▶ _Exercise prompt_
Each line of the data must be written out again verbatim; no image belongs in the copy.

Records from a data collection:
______

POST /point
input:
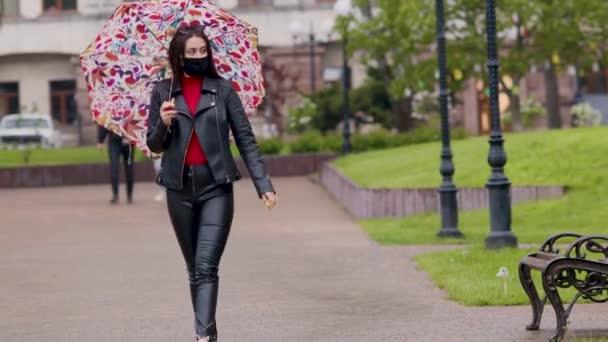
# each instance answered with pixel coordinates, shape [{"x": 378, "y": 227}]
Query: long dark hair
[{"x": 178, "y": 45}]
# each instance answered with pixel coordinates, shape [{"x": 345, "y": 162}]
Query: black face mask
[{"x": 195, "y": 66}]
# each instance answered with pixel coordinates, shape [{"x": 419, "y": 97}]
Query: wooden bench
[{"x": 572, "y": 268}]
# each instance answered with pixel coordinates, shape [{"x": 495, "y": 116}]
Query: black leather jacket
[{"x": 219, "y": 109}]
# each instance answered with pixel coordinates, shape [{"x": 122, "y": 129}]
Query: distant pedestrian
[
  {"x": 190, "y": 117},
  {"x": 117, "y": 148}
]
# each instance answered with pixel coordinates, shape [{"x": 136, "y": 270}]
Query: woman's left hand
[{"x": 270, "y": 199}]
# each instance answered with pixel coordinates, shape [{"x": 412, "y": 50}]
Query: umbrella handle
[{"x": 170, "y": 88}]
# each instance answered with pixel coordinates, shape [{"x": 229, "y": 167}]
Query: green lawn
[
  {"x": 469, "y": 275},
  {"x": 575, "y": 157}
]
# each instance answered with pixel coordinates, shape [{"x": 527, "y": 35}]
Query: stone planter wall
[{"x": 363, "y": 203}]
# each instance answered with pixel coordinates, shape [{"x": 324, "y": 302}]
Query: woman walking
[{"x": 189, "y": 119}]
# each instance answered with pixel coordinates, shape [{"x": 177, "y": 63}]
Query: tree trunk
[
  {"x": 402, "y": 114},
  {"x": 515, "y": 108},
  {"x": 402, "y": 109},
  {"x": 552, "y": 97}
]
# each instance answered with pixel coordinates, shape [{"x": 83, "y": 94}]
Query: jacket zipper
[
  {"x": 181, "y": 178},
  {"x": 219, "y": 136}
]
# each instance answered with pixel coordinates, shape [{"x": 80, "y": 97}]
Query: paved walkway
[{"x": 74, "y": 268}]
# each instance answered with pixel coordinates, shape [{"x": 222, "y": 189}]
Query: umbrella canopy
[{"x": 130, "y": 55}]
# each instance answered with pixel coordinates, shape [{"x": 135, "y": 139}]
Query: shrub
[{"x": 271, "y": 145}]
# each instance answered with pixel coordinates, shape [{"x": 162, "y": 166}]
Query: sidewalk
[{"x": 75, "y": 268}]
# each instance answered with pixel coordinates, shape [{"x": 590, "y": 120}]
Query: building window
[
  {"x": 10, "y": 8},
  {"x": 9, "y": 98},
  {"x": 63, "y": 101},
  {"x": 58, "y": 5}
]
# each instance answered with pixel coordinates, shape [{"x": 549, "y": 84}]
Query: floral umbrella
[{"x": 130, "y": 55}]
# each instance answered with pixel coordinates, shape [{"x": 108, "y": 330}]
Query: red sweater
[{"x": 191, "y": 87}]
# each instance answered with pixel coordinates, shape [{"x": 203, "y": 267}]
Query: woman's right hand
[{"x": 167, "y": 112}]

______

▶ _The answer_
POST /point
input:
# each instance answered with pixel coordinates, shape [{"x": 378, "y": 227}]
Query: long dark hair
[{"x": 178, "y": 45}]
# each instance answered with pixel coordinates, shape [{"x": 345, "y": 162}]
Query: black face mask
[{"x": 195, "y": 66}]
# each instance answered with pixel coordinates, shape [{"x": 419, "y": 97}]
Query: wooden bench
[{"x": 572, "y": 268}]
# each instance answered with pixel coordinates, shape [{"x": 495, "y": 116}]
Query: black leather jacket
[{"x": 219, "y": 109}]
# each instance answered with pixel coordinates, shape [{"x": 122, "y": 129}]
Query: distant pedestrian
[
  {"x": 190, "y": 117},
  {"x": 117, "y": 148}
]
# each instance answered with pixel coordinates, shape [{"x": 136, "y": 270}]
Query: woman's left hand
[{"x": 270, "y": 199}]
# each instance answered with pixel coordinates, shape [{"x": 412, "y": 50}]
Query: umbrella handle
[{"x": 170, "y": 88}]
# each instance answered with pixel coordinates, shape [{"x": 229, "y": 167}]
Query: green lawn
[
  {"x": 469, "y": 275},
  {"x": 575, "y": 157}
]
# each instance answered with pixel coordinates, shape [{"x": 527, "y": 35}]
Query: stone planter wall
[{"x": 363, "y": 203}]
# each instance answered with pixel coordinates, shape [{"x": 324, "y": 302}]
Query: woman walking
[{"x": 189, "y": 119}]
# each instance answered with pixel coordinates, shape [{"x": 177, "y": 63}]
Query: tree trunk
[
  {"x": 402, "y": 114},
  {"x": 515, "y": 108},
  {"x": 402, "y": 109},
  {"x": 552, "y": 97}
]
# each instance answered with pixel coordinates, shape [{"x": 83, "y": 94}]
Query: jacket zipper
[
  {"x": 181, "y": 178},
  {"x": 219, "y": 136}
]
# each instance answered with pixel coordinates, shape [{"x": 80, "y": 97}]
Query: paved walkway
[{"x": 74, "y": 268}]
# each instance answered with pixel coordinates, shape [{"x": 222, "y": 189}]
Query: umbrella canopy
[{"x": 130, "y": 55}]
# each instance answered with pixel coordinates, shape [{"x": 135, "y": 139}]
Query: shrub
[{"x": 271, "y": 145}]
# each instance answered with pixel coordinates, shape [{"x": 162, "y": 166}]
Query: sidewalk
[{"x": 75, "y": 268}]
# each instance answered with pixel coordinates, shape [{"x": 590, "y": 120}]
Query: building window
[
  {"x": 10, "y": 8},
  {"x": 9, "y": 98},
  {"x": 63, "y": 101},
  {"x": 58, "y": 5}
]
# each instance answered with pixel coordinates, shape [{"x": 549, "y": 84}]
Query: floral umbrella
[{"x": 130, "y": 55}]
# each instance answered with pixel coordinates, shape [{"x": 108, "y": 330}]
Query: red sweater
[{"x": 191, "y": 87}]
# each instance answered with pixel coordinates, shape [{"x": 203, "y": 267}]
Query: woman's right hand
[{"x": 167, "y": 112}]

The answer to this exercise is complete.